*Data:*
##########

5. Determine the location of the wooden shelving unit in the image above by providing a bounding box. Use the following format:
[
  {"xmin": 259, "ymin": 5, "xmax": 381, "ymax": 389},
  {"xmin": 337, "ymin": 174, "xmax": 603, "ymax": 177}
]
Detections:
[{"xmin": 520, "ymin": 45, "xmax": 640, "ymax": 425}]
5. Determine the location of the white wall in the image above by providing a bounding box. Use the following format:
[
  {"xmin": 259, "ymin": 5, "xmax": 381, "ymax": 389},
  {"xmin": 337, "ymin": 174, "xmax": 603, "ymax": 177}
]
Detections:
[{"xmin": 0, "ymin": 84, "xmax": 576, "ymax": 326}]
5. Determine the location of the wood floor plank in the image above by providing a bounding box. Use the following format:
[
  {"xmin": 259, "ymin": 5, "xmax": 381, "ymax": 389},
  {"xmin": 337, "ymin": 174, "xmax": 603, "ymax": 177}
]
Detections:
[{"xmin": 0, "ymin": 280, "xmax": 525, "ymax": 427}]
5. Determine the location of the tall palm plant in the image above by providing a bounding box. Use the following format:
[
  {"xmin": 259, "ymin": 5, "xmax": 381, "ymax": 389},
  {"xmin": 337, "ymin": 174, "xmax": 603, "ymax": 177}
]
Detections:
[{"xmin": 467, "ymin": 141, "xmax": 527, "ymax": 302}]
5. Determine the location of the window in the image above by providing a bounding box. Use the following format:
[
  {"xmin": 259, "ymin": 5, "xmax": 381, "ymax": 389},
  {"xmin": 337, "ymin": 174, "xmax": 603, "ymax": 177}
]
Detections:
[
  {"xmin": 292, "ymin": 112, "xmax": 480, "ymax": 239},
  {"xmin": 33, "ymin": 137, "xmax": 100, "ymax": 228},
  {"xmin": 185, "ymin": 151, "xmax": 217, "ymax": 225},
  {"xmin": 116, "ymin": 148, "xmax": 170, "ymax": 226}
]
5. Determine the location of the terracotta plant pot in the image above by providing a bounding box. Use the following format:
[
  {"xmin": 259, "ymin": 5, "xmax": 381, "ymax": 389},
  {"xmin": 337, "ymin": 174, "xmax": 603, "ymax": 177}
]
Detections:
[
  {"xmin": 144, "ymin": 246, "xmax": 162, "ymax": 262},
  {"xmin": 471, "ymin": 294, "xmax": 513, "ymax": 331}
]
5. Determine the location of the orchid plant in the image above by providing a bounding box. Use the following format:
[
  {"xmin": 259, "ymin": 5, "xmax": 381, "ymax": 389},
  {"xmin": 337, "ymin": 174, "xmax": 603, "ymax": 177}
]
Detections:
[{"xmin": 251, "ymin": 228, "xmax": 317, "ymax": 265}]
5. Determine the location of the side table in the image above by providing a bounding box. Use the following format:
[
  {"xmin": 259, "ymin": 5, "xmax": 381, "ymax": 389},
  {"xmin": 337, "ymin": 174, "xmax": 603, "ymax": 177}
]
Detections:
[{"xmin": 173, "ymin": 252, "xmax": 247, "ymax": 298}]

##########

*Exercise task:*
Copy the stretch of the records from the line containing "5. Determine the location of the orchid" through the end of the records, swapping "Detections" for "Results" and leaving everything else unchanged.

*Worked solution:*
5. Determine the location of the orchid plant in the image above by providing a bounding box. Use the following format:
[
  {"xmin": 259, "ymin": 5, "xmax": 381, "ymax": 389},
  {"xmin": 337, "ymin": 174, "xmax": 603, "ymax": 177}
]
Results:
[{"xmin": 251, "ymin": 228, "xmax": 317, "ymax": 265}]
5. Determine the location of the side table in the image above by providing a bounding box. Use the following format:
[
  {"xmin": 259, "ymin": 5, "xmax": 381, "ymax": 389},
  {"xmin": 337, "ymin": 174, "xmax": 603, "ymax": 177}
]
Results:
[{"xmin": 173, "ymin": 252, "xmax": 247, "ymax": 298}]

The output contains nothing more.